[Collected data entries]
——————

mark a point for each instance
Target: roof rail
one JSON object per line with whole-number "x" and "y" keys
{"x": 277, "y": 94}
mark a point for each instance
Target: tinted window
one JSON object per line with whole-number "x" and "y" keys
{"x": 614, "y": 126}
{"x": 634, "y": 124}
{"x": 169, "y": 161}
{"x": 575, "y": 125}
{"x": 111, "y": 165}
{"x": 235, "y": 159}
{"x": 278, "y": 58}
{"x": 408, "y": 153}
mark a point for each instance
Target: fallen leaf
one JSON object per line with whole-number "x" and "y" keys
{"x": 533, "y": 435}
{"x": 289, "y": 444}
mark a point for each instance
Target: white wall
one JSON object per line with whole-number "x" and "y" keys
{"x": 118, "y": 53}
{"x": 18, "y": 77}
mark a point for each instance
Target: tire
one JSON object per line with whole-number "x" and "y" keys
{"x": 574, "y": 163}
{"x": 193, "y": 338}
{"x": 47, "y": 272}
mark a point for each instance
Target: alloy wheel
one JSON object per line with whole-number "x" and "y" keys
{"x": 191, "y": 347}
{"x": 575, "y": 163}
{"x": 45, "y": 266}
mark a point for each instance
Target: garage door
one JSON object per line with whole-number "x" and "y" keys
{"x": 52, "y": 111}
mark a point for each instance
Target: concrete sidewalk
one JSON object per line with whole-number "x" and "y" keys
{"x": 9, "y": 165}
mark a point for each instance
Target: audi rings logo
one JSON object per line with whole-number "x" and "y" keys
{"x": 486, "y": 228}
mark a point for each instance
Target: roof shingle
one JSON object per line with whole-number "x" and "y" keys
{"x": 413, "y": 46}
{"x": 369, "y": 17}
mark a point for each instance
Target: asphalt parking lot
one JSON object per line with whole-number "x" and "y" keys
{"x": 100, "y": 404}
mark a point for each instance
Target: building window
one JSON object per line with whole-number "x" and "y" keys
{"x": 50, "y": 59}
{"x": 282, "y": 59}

——————

WORK ORDER:
Set down all the data exactly as given.

REPLY:
mark a point for each instance
Target: roof rail
one JSON object per line with whole-number "x" and "y" keys
{"x": 277, "y": 94}
mark a point for each instance
Target: tinted window
one JSON object per line with whole-number "x" and "y" keys
{"x": 614, "y": 126}
{"x": 634, "y": 124}
{"x": 169, "y": 161}
{"x": 575, "y": 125}
{"x": 111, "y": 165}
{"x": 235, "y": 159}
{"x": 278, "y": 58}
{"x": 408, "y": 153}
mark a point for each instance
Target: fallen leaf
one JSON object per line with whole-number "x" and "y" keys
{"x": 533, "y": 435}
{"x": 289, "y": 444}
mark a point for each instance
Target: white wall
one JSON object per line with whole-number "x" and "y" keys
{"x": 118, "y": 53}
{"x": 18, "y": 77}
mark a point for each instance
Target: tire
one JSON object per line with whole-number "x" and "y" keys
{"x": 574, "y": 163}
{"x": 193, "y": 338}
{"x": 47, "y": 272}
mark a point for each instance
Target: alloy wheel
one JSON object per line with whole-number "x" and "y" keys
{"x": 191, "y": 347}
{"x": 575, "y": 163}
{"x": 45, "y": 266}
mark a point for each instance
Target: garage door
one JSON object per line with whole-number "x" and "y" keys
{"x": 52, "y": 111}
mark a point for each instance
Target: concrete sidewalk
one JSON object per line with whole-number "x" and "y" keys
{"x": 9, "y": 165}
mark a point for each instance
Target: audi rings logo
one JSON object per line with whole-number "x" and "y" keys
{"x": 486, "y": 228}
mark a point for each instance
Target: roof shingle
one JSON object per line with whole-number "x" and "y" keys
{"x": 413, "y": 46}
{"x": 369, "y": 17}
mark a point for each instance
Target: asphalt parking lot
one JSON object per line with whole-number "x" and "y" keys
{"x": 100, "y": 404}
mark a point for each instance
Target: building window
one JSON object per line with whole-number "x" and "y" keys
{"x": 50, "y": 59}
{"x": 282, "y": 59}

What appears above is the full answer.